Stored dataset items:
════════
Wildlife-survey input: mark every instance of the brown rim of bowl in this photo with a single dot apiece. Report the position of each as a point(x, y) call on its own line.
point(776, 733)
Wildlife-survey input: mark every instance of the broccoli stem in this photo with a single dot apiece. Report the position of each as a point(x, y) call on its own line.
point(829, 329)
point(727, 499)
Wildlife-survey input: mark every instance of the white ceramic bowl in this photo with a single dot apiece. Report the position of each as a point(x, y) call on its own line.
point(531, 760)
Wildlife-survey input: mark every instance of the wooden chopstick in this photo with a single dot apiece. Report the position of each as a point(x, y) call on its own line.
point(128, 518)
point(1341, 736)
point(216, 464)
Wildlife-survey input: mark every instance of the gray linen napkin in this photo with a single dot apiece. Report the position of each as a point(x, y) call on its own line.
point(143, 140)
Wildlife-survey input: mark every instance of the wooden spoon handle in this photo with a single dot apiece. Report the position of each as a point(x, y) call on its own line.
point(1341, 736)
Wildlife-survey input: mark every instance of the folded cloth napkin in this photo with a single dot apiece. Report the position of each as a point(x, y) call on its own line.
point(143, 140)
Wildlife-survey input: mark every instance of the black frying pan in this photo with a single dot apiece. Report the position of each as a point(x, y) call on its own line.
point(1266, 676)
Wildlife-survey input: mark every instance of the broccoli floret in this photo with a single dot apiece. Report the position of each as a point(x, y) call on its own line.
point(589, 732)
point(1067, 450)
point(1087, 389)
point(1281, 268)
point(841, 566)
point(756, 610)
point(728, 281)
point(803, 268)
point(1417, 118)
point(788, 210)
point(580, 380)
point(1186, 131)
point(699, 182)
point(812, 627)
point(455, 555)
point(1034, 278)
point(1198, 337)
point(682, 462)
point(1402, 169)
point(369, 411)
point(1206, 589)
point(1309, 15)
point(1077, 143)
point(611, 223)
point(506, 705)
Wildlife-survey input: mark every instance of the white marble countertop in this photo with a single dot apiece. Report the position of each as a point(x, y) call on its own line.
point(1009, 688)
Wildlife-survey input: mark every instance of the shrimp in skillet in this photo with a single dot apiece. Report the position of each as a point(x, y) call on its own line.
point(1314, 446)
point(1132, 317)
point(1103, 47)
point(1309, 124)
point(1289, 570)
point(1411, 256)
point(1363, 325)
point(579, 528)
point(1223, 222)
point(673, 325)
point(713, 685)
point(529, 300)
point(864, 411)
════════
* EXERCISE INSTRUCTIONS:
Return only those lines that run from the one containing "Wildlife-survey input: mark every instance of the white marble" through the end of the entries, keeping each exactly as written.

* OUTPUT:
Wildlife-survey input: mark every instance of the white marble countertop in this photo with a single dot apiece. Report the position of each as a point(x, y) call on its own line.
point(1009, 688)
Wildlife-survey input: mark every instance of the shrimp in skillet in this photo with a single dot apiece. Report the position of each as a point(x, y) call on its own line.
point(1314, 446)
point(1132, 317)
point(1103, 47)
point(1309, 124)
point(1289, 570)
point(1411, 256)
point(1363, 325)
point(579, 528)
point(1223, 222)
point(673, 325)
point(713, 685)
point(529, 300)
point(864, 411)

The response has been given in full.